— Begin —

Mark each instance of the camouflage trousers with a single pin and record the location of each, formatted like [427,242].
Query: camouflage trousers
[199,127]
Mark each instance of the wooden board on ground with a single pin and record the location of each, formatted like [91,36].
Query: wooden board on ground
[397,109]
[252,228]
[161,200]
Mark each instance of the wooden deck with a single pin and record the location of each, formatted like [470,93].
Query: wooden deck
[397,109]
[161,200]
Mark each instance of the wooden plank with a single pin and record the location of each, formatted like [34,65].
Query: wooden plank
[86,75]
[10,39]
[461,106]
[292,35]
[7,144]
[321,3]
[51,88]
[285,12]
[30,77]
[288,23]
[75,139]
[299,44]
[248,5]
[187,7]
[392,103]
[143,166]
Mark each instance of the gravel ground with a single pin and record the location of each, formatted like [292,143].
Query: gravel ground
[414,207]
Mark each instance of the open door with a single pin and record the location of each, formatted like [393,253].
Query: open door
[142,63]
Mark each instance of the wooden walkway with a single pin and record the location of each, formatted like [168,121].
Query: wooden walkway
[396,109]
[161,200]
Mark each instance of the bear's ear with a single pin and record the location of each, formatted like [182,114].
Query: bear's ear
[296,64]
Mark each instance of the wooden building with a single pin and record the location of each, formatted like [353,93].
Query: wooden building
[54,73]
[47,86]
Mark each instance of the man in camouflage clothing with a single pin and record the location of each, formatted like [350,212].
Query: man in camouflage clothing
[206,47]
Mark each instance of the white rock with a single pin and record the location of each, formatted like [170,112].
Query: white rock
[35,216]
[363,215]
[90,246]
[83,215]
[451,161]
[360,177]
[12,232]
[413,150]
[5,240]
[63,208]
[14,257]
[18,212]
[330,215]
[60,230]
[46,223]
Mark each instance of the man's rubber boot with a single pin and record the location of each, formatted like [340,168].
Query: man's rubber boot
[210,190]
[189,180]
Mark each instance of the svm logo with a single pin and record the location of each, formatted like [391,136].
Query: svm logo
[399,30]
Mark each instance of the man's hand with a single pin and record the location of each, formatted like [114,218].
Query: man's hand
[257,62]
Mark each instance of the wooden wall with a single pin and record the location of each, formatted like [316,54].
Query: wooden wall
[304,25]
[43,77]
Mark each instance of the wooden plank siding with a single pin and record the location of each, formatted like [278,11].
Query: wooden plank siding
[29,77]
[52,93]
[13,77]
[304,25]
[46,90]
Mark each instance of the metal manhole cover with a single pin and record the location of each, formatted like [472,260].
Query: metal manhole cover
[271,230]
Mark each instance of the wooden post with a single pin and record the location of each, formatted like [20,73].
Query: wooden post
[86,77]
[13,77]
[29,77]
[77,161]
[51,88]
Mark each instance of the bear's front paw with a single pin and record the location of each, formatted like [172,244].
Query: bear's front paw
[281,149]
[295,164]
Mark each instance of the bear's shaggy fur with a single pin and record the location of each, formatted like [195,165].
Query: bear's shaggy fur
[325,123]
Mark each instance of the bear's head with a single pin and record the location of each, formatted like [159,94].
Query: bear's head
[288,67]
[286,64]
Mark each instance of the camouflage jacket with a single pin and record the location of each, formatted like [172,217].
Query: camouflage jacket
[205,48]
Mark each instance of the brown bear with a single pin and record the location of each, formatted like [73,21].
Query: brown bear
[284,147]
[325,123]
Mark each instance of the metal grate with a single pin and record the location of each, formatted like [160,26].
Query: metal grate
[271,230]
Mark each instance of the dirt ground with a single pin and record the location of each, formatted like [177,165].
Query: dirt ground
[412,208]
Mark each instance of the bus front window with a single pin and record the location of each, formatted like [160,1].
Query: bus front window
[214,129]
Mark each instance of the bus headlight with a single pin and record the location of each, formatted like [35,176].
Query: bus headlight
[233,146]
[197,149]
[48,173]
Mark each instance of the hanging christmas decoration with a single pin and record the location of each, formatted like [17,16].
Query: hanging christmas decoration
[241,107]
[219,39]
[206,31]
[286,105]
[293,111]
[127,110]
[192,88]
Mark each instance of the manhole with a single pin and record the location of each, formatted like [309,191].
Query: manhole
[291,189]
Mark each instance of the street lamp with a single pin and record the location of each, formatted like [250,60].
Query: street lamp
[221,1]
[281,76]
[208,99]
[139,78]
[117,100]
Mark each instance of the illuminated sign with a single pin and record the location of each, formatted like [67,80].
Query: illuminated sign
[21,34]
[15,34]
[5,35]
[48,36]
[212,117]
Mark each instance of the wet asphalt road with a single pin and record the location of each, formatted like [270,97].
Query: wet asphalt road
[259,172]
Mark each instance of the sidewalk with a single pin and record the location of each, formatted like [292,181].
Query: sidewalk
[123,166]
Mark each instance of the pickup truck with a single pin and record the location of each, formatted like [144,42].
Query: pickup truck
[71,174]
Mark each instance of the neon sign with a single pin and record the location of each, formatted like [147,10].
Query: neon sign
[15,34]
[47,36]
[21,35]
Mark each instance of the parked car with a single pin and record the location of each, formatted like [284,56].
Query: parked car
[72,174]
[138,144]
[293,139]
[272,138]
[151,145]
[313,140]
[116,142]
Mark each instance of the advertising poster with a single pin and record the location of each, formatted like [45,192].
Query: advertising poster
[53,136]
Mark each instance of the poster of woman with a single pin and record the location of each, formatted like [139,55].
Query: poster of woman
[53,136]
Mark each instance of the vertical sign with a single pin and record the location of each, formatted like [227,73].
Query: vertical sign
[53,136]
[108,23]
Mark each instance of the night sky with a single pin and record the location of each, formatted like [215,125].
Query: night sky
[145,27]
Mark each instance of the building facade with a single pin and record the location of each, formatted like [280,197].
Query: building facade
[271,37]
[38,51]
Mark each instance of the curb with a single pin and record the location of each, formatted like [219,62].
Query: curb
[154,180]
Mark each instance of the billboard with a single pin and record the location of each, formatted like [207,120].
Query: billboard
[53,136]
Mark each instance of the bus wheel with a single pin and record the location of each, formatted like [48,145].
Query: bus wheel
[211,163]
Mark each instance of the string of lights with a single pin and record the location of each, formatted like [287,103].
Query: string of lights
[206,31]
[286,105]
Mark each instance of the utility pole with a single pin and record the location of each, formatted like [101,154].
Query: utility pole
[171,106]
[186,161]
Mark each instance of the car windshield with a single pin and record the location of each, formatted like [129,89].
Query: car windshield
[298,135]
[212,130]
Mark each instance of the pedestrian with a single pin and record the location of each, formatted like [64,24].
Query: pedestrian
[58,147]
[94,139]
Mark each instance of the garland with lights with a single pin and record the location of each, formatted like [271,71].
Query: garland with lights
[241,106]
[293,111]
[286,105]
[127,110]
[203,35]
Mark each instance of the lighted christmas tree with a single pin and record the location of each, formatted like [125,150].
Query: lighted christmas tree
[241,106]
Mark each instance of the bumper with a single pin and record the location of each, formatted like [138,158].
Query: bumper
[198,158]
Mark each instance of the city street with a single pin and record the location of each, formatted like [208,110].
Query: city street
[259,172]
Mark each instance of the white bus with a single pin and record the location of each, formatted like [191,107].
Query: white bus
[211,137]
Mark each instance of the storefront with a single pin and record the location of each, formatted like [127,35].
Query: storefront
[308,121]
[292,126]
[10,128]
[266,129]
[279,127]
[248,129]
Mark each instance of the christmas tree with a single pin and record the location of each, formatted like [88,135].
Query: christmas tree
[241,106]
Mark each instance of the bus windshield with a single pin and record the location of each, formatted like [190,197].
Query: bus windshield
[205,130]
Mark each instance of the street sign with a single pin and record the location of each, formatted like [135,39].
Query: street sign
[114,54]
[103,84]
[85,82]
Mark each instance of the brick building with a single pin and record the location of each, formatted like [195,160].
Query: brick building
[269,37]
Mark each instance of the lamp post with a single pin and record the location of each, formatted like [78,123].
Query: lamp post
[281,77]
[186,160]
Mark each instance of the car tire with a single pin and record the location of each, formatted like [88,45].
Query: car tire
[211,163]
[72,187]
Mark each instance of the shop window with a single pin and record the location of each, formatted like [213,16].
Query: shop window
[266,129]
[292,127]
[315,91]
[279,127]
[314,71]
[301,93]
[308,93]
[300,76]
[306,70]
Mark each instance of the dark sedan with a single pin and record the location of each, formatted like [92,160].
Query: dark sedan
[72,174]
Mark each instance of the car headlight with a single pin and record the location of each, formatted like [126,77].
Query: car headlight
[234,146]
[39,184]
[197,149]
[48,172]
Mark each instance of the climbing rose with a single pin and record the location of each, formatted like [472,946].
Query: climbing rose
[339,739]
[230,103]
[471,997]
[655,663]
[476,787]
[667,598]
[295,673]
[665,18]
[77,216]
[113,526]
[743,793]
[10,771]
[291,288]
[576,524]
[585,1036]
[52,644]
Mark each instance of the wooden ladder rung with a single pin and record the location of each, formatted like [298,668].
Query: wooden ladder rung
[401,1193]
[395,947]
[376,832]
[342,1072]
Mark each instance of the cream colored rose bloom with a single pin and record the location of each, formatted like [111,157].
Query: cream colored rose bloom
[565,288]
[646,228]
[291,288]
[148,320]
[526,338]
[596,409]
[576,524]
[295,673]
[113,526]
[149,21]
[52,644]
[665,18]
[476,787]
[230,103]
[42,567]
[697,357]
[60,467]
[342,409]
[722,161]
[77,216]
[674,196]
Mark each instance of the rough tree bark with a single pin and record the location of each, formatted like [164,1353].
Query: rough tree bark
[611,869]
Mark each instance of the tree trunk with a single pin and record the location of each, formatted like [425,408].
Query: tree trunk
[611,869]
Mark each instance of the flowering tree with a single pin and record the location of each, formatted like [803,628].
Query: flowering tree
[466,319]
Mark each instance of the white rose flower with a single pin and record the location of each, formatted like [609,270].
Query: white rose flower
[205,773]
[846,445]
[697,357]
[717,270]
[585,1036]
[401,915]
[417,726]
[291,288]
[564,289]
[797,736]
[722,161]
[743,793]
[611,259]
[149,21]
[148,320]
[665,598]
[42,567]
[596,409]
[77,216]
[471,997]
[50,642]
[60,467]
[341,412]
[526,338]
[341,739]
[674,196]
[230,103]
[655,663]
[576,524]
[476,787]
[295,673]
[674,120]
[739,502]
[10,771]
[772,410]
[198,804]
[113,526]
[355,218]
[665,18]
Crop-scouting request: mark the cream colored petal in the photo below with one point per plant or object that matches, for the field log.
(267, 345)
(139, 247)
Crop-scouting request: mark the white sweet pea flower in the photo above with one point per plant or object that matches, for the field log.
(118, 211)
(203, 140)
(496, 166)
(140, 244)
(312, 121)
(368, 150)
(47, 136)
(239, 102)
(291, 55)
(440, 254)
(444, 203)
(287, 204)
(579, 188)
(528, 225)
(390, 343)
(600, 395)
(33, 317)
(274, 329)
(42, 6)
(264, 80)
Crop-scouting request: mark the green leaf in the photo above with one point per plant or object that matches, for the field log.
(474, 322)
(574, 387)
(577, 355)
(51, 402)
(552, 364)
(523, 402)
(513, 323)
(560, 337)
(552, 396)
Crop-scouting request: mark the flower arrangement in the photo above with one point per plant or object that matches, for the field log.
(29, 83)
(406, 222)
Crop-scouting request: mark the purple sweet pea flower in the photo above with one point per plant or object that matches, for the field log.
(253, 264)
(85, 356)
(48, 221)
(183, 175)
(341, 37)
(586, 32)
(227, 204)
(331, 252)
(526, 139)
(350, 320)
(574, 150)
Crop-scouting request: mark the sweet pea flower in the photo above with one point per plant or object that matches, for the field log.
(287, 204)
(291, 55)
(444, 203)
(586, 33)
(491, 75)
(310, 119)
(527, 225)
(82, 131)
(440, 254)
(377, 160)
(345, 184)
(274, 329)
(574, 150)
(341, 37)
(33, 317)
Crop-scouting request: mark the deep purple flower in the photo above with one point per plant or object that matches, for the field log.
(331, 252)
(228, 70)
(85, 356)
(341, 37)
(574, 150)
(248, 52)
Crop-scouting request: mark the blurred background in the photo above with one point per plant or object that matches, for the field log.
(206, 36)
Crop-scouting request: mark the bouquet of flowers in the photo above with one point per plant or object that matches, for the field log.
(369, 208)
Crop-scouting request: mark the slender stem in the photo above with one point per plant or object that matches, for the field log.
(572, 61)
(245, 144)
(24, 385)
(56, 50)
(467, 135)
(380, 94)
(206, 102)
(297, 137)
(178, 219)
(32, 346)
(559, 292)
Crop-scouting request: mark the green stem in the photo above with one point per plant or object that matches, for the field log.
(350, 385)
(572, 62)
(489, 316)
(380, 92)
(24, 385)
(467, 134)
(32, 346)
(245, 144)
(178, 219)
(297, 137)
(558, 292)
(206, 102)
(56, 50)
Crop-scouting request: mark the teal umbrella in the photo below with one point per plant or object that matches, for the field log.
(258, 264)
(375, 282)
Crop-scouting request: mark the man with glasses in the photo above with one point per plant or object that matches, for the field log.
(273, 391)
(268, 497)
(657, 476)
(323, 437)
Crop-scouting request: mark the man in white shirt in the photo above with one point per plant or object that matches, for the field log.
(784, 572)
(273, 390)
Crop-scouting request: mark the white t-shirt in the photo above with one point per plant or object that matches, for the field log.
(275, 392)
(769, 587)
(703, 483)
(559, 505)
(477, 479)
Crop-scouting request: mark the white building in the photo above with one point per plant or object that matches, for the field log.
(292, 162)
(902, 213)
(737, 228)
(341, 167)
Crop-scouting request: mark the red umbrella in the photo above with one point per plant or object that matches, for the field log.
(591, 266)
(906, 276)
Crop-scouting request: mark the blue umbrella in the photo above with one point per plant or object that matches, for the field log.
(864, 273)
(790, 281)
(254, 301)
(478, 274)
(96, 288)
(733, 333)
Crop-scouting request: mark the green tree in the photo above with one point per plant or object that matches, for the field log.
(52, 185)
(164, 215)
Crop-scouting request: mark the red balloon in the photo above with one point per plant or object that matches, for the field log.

— End —

### Exercise prompt
Quote exactly the line containing "Crop-scouting request: mark the white t-shirt" and every later line through the end of the listing, and no other lines.

### Exercise result
Crop-scouting request: mark the white t-shirt in the photo above with one point per plant or object that matches, for the field log.
(275, 392)
(769, 587)
(703, 483)
(559, 505)
(477, 479)
Crop-scouting request: mark the white building in the photo above with one point per plant or object that matches, for the field log.
(292, 162)
(902, 213)
(737, 228)
(341, 167)
Crop-scouting request: mark the red umbrella in the photo above with one point per plant or object that matches, for the field log.
(591, 266)
(906, 276)
Crop-scouting request: mark the blue umbrella in the photo above with one point per plant or object that matches, for the field log.
(864, 273)
(790, 281)
(254, 301)
(478, 274)
(96, 288)
(733, 333)
Crop-scouting request: mark the green tree in the photo above with one point per plant or object that matches, for the field log.
(52, 185)
(164, 215)
Crop-scouting request: mark the red balloon in the photo above with one point per plant or object that matches, for the field log.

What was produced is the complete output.